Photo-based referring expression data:

------------------------------

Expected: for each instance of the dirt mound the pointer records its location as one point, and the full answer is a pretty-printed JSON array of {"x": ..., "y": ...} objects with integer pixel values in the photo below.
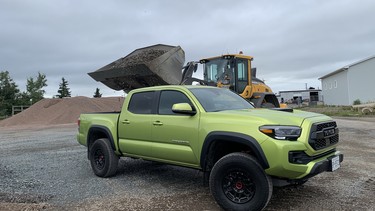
[{"x": 62, "y": 111}]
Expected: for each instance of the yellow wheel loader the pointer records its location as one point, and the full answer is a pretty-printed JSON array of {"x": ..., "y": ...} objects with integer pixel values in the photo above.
[{"x": 162, "y": 64}]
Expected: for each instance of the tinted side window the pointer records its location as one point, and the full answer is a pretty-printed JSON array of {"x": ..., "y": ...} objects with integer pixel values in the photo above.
[
  {"x": 168, "y": 98},
  {"x": 141, "y": 103}
]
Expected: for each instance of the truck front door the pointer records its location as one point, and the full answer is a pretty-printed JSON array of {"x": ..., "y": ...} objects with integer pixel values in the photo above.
[{"x": 134, "y": 127}]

------------------------------

# Task statement
The task requires that every line above be transcribed exactly, without the images.

# Answer space
Expected: for each instance of the dirt mound the pointer records its location as one point, and the full answer is a pretty-printed JSON array of {"x": ..., "y": ...} objects with integer pixel values in the photo below.
[{"x": 62, "y": 111}]
Expected: for each instance of the yellow wheel loader the pointer records its location as one point, and the full answer is a pretty-printed JSON array of {"x": ..., "y": ...} objects with integer pixel values in the photo above.
[{"x": 162, "y": 64}]
Expected: for each instance of the tinted side window the pointer records its location as one point, and the full answer is a pretty-printed JSON array of {"x": ..., "y": ...} objects with integer pixel values in the photo above.
[
  {"x": 168, "y": 98},
  {"x": 141, "y": 103}
]
Expected: for each instance of the truck front door the pointer records its location as one point, and the full answer is a pretty-printed JSON array of {"x": ..., "y": ...} objects with integer pixel values in the photo above.
[{"x": 134, "y": 127}]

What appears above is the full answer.